**Exercise details**
For each line below that contains the word "after", make a copy.

**Exercise materials**

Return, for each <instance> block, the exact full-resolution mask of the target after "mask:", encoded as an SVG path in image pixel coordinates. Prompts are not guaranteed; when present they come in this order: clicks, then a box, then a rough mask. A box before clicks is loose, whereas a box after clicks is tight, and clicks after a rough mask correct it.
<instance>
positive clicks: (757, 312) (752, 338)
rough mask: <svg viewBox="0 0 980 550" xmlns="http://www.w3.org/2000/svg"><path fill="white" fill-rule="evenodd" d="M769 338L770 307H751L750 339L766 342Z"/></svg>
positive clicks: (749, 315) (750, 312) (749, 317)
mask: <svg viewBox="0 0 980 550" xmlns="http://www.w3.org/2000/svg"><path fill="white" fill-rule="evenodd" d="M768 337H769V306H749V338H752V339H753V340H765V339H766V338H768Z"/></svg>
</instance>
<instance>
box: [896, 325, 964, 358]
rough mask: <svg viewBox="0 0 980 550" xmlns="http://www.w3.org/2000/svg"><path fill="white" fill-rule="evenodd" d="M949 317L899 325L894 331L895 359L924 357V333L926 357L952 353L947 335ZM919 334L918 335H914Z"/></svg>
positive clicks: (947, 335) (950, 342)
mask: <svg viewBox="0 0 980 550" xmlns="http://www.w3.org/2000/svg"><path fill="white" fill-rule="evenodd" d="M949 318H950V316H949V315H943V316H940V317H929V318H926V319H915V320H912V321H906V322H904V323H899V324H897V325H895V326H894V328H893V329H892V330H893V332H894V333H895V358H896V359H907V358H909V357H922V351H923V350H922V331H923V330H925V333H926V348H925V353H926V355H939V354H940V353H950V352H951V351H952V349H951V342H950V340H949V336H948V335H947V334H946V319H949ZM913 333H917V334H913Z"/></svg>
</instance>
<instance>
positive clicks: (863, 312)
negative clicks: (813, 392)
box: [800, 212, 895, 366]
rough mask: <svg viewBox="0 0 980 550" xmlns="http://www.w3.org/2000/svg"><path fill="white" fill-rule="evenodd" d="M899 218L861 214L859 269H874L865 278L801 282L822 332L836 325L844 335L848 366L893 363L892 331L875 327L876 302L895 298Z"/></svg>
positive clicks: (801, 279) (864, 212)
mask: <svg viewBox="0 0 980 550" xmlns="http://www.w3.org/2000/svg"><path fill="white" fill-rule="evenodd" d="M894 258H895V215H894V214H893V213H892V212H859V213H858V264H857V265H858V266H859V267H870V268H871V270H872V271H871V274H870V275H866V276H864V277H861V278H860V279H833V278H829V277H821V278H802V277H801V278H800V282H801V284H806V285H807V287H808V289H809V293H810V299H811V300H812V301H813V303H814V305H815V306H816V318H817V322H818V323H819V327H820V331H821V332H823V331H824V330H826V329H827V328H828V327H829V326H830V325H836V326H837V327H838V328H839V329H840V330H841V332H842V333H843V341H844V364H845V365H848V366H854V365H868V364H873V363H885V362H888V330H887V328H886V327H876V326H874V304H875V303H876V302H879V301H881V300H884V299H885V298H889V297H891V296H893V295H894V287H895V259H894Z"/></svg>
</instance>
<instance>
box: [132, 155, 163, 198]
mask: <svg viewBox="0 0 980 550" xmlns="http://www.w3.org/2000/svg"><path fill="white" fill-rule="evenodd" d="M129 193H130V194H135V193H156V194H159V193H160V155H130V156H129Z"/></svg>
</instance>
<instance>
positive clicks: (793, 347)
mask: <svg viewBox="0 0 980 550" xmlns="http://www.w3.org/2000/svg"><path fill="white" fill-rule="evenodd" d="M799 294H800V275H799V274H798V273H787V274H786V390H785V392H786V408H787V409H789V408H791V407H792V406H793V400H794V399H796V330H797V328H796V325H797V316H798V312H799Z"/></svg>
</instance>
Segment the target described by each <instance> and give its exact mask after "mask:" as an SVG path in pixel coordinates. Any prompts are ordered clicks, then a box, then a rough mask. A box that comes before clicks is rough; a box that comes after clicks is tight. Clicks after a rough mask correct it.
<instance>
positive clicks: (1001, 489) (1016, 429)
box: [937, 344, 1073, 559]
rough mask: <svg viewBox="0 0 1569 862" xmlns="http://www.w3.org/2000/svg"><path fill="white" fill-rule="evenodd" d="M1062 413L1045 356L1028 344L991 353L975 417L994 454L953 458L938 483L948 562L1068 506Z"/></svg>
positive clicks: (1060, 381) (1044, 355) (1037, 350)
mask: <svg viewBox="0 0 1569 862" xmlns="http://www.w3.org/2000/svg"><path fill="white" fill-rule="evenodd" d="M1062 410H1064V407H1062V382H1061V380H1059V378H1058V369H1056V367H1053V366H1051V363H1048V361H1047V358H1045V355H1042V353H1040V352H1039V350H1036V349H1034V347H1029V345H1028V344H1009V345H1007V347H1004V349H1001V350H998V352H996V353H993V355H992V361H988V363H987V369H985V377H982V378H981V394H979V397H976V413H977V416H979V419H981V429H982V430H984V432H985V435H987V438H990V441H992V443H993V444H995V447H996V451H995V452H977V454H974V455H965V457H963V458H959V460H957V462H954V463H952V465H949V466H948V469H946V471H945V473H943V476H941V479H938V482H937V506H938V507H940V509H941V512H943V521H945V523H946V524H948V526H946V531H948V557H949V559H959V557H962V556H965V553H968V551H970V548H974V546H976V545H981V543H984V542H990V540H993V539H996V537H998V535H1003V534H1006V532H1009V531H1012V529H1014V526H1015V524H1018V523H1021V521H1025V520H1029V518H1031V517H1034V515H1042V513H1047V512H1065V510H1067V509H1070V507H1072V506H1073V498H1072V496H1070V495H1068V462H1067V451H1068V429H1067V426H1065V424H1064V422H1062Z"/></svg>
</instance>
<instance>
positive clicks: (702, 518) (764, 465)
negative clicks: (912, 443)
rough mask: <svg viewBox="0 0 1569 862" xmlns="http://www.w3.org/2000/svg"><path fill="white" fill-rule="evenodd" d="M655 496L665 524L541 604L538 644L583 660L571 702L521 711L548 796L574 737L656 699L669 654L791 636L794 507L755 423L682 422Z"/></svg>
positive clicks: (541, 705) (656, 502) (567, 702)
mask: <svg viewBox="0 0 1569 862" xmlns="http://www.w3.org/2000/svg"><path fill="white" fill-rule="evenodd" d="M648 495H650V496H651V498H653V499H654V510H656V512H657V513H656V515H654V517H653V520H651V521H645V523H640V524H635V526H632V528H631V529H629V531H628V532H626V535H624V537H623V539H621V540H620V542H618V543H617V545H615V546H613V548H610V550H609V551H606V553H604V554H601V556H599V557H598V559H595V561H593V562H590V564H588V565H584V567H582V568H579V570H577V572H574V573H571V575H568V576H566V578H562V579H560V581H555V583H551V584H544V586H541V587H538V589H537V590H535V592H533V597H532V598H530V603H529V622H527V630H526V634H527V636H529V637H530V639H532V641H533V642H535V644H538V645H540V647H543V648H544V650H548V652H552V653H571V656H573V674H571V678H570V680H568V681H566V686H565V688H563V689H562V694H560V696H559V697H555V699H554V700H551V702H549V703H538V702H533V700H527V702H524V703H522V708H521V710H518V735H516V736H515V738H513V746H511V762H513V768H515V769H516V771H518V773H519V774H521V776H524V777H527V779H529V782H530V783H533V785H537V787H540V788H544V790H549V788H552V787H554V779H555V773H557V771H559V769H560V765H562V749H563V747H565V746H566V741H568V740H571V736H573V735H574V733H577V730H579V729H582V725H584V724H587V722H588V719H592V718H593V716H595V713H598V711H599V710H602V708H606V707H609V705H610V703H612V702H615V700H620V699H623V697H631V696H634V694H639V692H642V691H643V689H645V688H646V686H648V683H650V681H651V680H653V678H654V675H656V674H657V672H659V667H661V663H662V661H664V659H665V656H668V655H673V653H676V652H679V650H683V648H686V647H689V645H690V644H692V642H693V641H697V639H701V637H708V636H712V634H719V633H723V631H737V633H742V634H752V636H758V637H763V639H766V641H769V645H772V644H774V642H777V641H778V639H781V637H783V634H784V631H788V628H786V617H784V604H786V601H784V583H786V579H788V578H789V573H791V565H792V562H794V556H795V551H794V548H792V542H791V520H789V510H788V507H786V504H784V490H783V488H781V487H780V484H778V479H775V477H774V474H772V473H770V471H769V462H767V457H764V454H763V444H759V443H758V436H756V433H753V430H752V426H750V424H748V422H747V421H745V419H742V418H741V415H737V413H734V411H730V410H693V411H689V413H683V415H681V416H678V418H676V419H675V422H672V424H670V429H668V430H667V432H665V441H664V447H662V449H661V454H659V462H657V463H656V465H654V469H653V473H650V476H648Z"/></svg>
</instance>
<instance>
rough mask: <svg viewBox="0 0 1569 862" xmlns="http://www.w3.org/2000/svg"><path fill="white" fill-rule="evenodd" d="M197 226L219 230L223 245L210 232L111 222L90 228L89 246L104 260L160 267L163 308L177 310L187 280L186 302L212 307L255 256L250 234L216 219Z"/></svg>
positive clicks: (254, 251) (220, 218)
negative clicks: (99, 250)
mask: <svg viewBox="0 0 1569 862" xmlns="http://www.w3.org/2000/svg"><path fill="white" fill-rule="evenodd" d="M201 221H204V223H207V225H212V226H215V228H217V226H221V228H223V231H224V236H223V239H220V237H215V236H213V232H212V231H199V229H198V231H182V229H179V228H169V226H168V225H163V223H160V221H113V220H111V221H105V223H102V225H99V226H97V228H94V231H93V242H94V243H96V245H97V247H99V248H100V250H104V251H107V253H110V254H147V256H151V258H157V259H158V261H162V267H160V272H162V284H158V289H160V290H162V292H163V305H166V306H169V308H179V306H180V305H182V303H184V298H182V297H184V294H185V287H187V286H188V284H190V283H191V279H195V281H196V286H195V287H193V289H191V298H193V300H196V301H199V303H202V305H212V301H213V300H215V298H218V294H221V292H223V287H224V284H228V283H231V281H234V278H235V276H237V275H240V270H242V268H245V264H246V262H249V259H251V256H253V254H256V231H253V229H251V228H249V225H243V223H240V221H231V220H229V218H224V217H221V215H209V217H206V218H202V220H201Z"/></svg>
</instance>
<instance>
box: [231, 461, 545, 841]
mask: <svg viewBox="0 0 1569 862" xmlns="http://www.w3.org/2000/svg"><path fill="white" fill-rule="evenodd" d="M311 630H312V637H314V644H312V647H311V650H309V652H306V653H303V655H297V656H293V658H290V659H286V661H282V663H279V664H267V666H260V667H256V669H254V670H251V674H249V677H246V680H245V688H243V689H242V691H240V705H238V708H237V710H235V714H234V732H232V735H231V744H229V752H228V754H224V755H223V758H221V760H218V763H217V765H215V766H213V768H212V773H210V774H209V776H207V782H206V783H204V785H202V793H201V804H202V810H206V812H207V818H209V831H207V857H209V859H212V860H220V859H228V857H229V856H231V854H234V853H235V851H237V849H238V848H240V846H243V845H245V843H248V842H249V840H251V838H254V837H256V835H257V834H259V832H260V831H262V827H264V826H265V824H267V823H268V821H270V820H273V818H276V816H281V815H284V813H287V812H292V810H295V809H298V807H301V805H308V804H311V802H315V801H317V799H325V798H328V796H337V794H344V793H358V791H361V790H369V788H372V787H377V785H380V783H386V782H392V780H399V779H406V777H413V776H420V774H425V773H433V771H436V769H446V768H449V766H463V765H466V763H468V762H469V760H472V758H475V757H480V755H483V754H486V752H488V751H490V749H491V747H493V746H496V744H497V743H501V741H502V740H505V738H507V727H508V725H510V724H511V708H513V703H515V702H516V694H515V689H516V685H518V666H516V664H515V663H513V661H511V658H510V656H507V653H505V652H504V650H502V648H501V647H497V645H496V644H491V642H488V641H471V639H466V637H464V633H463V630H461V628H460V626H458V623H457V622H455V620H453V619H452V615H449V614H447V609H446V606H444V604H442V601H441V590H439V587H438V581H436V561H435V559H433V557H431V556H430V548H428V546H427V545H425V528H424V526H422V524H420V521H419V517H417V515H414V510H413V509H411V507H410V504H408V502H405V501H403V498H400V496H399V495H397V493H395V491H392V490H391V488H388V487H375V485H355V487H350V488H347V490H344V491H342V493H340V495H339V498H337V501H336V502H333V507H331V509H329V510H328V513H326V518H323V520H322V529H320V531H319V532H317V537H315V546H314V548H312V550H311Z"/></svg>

**Written answer**
Return, for each <instance> block, the exact full-resolution mask of the target after "mask:", encoded as an SVG path in image pixel coordinates. Prompts are not guaranteed; when present they come in this order: clicks, then a box, then a rough mask. A box before clicks is loose, whereas a box after clicks is tight, and clicks after a rough mask correct it.
Segment the target described by each <instance> and give its exact mask after "mask:" as an SVG path in pixel coordinates. Any prompts are ordered clicks, then a box, then a rough mask. A box that comes before clicks is rough; a box that comes after clicks is tight. Clicks after a rough mask correct it.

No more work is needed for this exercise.